Besonders hervorheben muss man die Detailplanung für Asphaltkeile. Wer von einem baulich getrennten Radweg schon einmal versucht hat direkt links in eine Seitenstraße abzubiegen, kennt die Problematik, dass man absteigen und das Rad die Bordsteinkante runterschieben müsste. Nicht so in Kopenhagen: eigentlich überall, wo man es benötigen könnte, sind passende Asphaltkeile installiert, die einen komfortabel auf die Fahrbahn leiten. So kann man trotz Hochbord-Radweg schnell links abbiegen. Die Umstellung von Deutschland, wo solche Keile sehr spärlich, ungern und oft auch noch völlig unpassend angelegt werden, hat etwas Zeit beansprucht. In Kopenhagen kann man davon ausgehen, dass überall wo es nötig ist, passende Keile vorhanden sind.

*Datensätze zur Segmentierungsannotation*:
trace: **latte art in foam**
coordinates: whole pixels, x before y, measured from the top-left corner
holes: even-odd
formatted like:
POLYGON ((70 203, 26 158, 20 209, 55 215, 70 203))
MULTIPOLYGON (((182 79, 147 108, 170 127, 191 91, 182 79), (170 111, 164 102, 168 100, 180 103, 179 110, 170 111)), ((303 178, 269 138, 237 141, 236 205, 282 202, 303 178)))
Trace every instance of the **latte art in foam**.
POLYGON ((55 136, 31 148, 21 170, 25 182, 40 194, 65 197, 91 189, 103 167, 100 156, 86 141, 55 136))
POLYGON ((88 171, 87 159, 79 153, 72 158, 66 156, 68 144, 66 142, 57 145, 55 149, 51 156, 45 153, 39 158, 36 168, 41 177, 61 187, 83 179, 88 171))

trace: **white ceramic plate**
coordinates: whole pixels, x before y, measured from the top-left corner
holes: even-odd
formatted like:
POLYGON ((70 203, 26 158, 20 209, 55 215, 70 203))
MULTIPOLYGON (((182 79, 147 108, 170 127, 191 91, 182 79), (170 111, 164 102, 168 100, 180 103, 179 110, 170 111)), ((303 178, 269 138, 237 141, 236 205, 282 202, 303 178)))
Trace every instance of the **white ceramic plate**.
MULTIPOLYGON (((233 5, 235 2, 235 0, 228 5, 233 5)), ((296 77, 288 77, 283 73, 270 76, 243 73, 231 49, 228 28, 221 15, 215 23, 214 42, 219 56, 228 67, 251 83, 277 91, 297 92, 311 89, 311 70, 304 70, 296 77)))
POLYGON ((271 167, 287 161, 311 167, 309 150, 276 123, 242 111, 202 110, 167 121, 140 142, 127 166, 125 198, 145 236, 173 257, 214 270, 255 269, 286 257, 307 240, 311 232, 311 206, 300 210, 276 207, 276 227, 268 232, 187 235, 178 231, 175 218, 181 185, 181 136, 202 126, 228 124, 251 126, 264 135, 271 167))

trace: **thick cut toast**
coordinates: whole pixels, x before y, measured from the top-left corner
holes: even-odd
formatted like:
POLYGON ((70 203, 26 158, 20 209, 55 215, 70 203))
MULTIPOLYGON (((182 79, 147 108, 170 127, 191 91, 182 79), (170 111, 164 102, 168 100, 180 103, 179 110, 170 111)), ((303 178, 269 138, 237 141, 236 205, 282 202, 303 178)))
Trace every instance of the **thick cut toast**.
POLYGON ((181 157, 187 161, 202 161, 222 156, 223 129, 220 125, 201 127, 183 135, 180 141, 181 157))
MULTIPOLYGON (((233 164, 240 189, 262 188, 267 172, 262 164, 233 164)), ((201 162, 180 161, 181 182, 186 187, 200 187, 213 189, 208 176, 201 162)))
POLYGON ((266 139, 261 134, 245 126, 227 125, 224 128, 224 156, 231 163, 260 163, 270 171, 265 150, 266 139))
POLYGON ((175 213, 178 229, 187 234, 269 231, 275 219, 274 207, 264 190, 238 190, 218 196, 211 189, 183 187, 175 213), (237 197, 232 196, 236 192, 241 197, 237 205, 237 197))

*AUFGABENSTELLUNG*: Fasse bitte den Text über die Asphaltkeile in Kopenhagen in zwei Sätzen zusammen. Die Datensätze stehen in keinem Zusammenhang mit dem Text.

*LÖSUNG*: In Kopenhagen sind fast überall, wo man sie benötigen könnte, passende Asphaltkeile installiert, die einen von baulich getrennten Radwegen komfortabel auf die Fahrbahn leiten, sodass man trotz Hochbord-Radweg schnell links abbiegen kann, statt absteigen und das Rad die Bordsteinkante hinunterschieben zu müssen. In Deutschland werden solche Keile dagegen sehr spärlich, ungern und oft völlig unpassend angelegt, und die Umstellung von dort hat etwas Zeit beansprucht.